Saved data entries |
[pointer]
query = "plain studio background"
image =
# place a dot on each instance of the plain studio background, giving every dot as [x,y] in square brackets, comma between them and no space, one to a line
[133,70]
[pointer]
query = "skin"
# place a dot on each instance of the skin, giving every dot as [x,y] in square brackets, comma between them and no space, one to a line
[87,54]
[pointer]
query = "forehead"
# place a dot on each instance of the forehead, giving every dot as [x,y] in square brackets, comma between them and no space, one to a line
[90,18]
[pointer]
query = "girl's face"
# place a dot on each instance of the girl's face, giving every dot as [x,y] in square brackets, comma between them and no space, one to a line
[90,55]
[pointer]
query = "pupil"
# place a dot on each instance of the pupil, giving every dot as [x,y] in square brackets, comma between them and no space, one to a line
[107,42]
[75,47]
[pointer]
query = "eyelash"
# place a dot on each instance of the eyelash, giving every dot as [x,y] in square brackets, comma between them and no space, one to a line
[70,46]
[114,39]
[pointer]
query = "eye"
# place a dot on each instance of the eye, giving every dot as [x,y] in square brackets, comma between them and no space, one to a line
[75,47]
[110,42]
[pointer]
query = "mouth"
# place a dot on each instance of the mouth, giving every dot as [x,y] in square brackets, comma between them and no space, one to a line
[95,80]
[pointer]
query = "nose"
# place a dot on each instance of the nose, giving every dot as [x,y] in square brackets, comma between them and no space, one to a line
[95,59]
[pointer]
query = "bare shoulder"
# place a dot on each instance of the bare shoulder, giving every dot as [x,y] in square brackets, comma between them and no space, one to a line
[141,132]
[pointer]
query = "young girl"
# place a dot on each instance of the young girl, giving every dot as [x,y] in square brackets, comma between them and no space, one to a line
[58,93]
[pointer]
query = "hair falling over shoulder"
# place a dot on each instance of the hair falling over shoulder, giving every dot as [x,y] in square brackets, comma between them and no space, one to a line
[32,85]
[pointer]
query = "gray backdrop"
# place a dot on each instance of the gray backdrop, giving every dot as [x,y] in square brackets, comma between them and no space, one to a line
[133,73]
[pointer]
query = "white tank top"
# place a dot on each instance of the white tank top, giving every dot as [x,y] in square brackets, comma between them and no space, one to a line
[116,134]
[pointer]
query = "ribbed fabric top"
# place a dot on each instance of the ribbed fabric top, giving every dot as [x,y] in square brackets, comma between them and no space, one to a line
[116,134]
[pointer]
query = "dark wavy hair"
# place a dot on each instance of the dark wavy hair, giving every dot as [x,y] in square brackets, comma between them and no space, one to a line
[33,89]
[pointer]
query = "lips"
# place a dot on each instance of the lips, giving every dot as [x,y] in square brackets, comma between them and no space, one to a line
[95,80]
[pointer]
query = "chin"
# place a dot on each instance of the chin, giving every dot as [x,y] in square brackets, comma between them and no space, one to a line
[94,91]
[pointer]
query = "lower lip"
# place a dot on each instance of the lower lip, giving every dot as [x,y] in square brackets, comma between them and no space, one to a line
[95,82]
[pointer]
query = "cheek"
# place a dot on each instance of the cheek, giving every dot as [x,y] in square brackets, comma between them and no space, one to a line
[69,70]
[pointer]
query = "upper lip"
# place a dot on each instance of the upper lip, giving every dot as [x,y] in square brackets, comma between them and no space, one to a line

Task to complete |
Lines holding the word "upper" in the entries above are the ones to pull out. Copy them all.

Solution for this problem |
query = "upper lip"
# place a dot on each instance of the upper lip, giving every dot as [x,y] in square brackets, comma between them and no space, one to a line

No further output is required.